#### Problem tanımı 1:
Belgeye göre Zincirlikuyu Mezarlığı'nın kapısında yazan cümle hangi surenin kaçıncı ayetinin girişidir?

#### Belge:
---+---
Her canlı bir gün ölümü tadacaktır!

15 Mayıs 2011 18:13 / 2999 kez okundu!

 


"... siyaset giderek dinîleşiyor, daha doğrusu İslamileşiyor... Bu durumu demokrasi, çokkültürlülük, çoğulculuk açısından sakıncalı buluyorum. Bence yapılacak şey basit: Dini siyasetten ayırmak, dini siyasete, siyaseti dine alet etmemek, siyasi eleştiriyi dinî kavramlarla yapmamak... Dini kişilerin özel alanına bırakmak..."

----------------------------------------------------------------------------------------------------

CHP milletvekili adayı Binnaz Toprak’ın Zincirlikuyu Mezarlığı’nın kapısında yazan “Her canlı bir gün ölümü tadacaktır” cümlesi ile ilgili olarak “Bu sinir bozan bir şey” demesi, Başbakan Erdoğan tarafından seçim meydanlarında eleştiri konusu yapıldı. Çünkü bu cümle El İmran Suresi’nin 185. ayetinin girişiydi ve koskoca milletvekili adayının bundan haberi yoktu! Daha önce de CHP’nin milletvekili adaylarından Hurşit Güneş’in “Cuma’yı kazaya bıraksınlar” demesi ya da CHP Genel Başkanı Kemal Kılıçdaroğlu’nun “Statükonun Allah’ı” lafı Başbakan veya Bülent Arınç tarafından eleştiri konusu yapılmıştı. BDP gibi Marksist-Leninist kökenden gelen, seküler bir örgüt, meydanlarda kıldırdığı Cuma namazlarıyla siyaset yapıyor. Ateist olduğunu sandığım adaylar bile dinden imandan söz ediyor. Kısacası siyaset giderek dinîleşiyor, daha doğrusu İslamileşiyor...

Bu durumu demokrasi, çokkültürlülük, çoğulculuk açısından sakıncalı buluyorum. Bence yapılacak şey basit: Dini siyasetten ayırmak, dini siyasete, siyaseti dine alet etmemek, siyasi eleştiriyi dinî kavramlarla yapmamak... Dini kişilerin özel alanına bırakmak...
---+---
#### Girdi verileri:
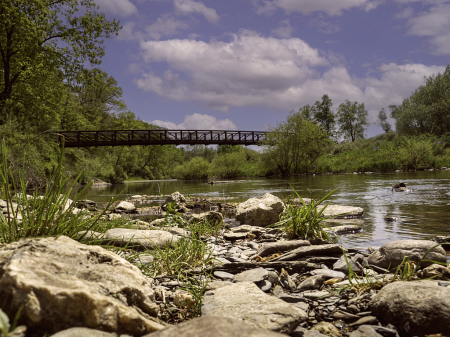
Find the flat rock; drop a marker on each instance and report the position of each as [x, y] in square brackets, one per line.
[224, 275]
[338, 211]
[327, 328]
[125, 206]
[329, 273]
[62, 283]
[312, 283]
[314, 295]
[245, 301]
[302, 332]
[392, 254]
[252, 275]
[305, 251]
[415, 308]
[211, 216]
[83, 332]
[248, 229]
[263, 211]
[280, 246]
[217, 284]
[365, 331]
[144, 239]
[342, 265]
[214, 327]
[235, 236]
[344, 229]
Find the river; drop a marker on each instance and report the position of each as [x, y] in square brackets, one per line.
[423, 213]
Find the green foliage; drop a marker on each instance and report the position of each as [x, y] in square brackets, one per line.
[49, 214]
[196, 168]
[427, 110]
[324, 116]
[294, 145]
[228, 165]
[382, 121]
[353, 120]
[304, 221]
[45, 45]
[6, 329]
[384, 153]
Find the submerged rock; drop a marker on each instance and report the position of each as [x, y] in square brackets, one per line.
[263, 211]
[392, 254]
[62, 283]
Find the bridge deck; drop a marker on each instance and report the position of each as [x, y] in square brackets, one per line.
[158, 137]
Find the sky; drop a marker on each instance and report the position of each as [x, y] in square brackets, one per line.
[245, 64]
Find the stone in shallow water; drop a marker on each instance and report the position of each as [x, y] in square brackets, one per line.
[83, 332]
[141, 239]
[244, 300]
[391, 254]
[214, 327]
[62, 283]
[263, 211]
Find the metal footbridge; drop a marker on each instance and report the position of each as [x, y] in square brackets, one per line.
[159, 137]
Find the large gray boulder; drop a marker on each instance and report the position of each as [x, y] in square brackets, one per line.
---+---
#### Problem tanımı 2:
Kayıtlarda "rock" kelimesini içeren tüm satırları ayıklayın.

#### Çözüm 1:
El İmran Suresi'nin 185. ayetinin girişidir.

#### Çözüm 2:
Find the flat rock; drop a marker on each instance and report the position of each as [x, y] in square brackets, one per line.
Find the submerged rock; drop a marker on each instance and report the position of each as [x, y] in square brackets, one per line.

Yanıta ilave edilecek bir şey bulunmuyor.